Work to do
1 - Copy out a passage from the local election commentary below, starting at the words "Failing to take" and ending after the words "on cost grounds.".
2 - Using the local election commentary below, explain in one to three sentences why the Green leader in Liverpool may not occupy the Town Hall office reserved for him.
3 - Write the next part of the local election commentary below, picking up after its final heading.

Page extract
Failing to take Trafford into no overall control and to win in West Lancashire where the Mayor will keep the Conservatives in control, were major disappointments. Targets were also missed in Kirklees and Calderdale, although Bradford was won. In Leeds there were no Labour gains to strengthen the party’s majority.
UKIP found the North West hard going with a smattering of seats in Oldham, Hyndburn and Bolton but east of the Pennines the nine gains in Rotherham caught national headlines.
The Greens are now the official opposition in Liverpool, although their leader John Coyne tells me he may not occupy the Town Hall office reserved for him on cost grounds.
Let’s finally turn to the Lib Dems. There has been much reporting of their implosion in Manchester, Rochdale and Liverpool but in Stockport they will still run the council with ratepayers support and in South Lakeland they had no losses at all.
Next stop, the Newark by election on Thursday.

THE END OF URBAN LIBERALISM IN THE NORTH?

Extracted entries
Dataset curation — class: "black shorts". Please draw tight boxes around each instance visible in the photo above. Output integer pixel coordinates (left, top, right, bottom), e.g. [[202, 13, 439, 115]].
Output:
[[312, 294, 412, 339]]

...

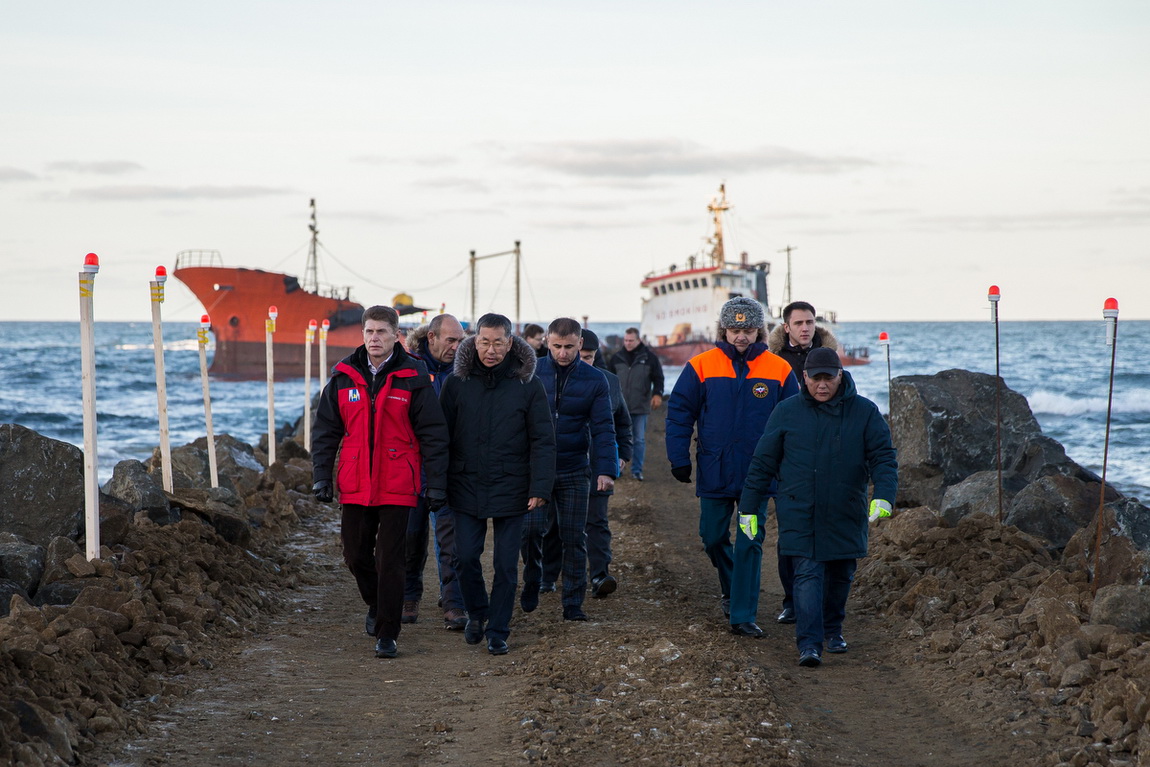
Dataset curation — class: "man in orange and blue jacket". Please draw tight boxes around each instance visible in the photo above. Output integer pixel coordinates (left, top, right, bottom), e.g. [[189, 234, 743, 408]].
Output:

==

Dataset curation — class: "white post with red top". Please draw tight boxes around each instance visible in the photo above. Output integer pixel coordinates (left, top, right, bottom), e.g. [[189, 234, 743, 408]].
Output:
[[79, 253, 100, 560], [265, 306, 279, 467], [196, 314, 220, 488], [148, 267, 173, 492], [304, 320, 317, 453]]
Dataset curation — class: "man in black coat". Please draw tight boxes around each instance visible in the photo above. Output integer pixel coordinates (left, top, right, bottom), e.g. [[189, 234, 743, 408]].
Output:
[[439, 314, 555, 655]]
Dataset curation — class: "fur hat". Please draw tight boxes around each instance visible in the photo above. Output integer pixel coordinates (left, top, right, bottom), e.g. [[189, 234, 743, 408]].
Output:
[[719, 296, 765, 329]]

Answers to the exercise
1 -
Failing to take Trafford into no overall control and to win in West Lancashire where the Mayor will keep the Conservatives in control, were major disappointments. Targets were also missed in Kirklees and Calderdale, although Bradford was won. In Leeds there were no Labour gains to strengthen the party’s majority.
UKIP found the North West hard going with a smattering of seats in Oldham, Hyndburn and Bolton but east of the Pennines the nine gains in Rotherham caught national headlines.
The Greens are now the official opposition in Liverpool, although their leader John Coyne tells me he may not occupy the Town Hall office reserved for him on cost grounds.

2 - John Coyne, whose Greens are now the official opposition in Liverpool, said he may not occupy the Town Hall office reserved for him on cost grounds.

3 -
From the seventies to the noughties the Liberals and then the Liberal Democrats came to occupy the space vacated by the Tories as the opposition to northern Town Hall Labourism. In many cities the Lib Dems actually came to power. Ten years ago I goaded a political commentator into predicting that Labour would lose its majority in Manchester. That didn’t happen and from its peak in the early years of this century, it has been a downhill slide for the Lib Dems.

It became precipitous after the Coalition government was formed in 2010. So going into these local elections Leeds and Liverpool councils have just ten Lib Dem councillors and Manchester nine. They could be all but wiped out as a serious political force in our big cities on May 22nd. That would be very unhealthy for Town Hall politics. With the Tories showing no sign of ending 40 years of impotence in our big cities, the result of a Lib Dem meltdown will be massive Labour majorities and the danger of arrogance and lack of scrutiny that goes with it.

Little attention will be paid to these local elections because, for once, the European Parliament elections held on the same day will command centre stage. That’s partly because of UKIP but also because Labour has already acquired supremacy across most local councils across the North. For four years they have been benefiting from being out of government. Their recovery began in 2010 . Even as Gordon Brown was leaving No 10, Joe Anderson was celebrating Labour taking Liverpool.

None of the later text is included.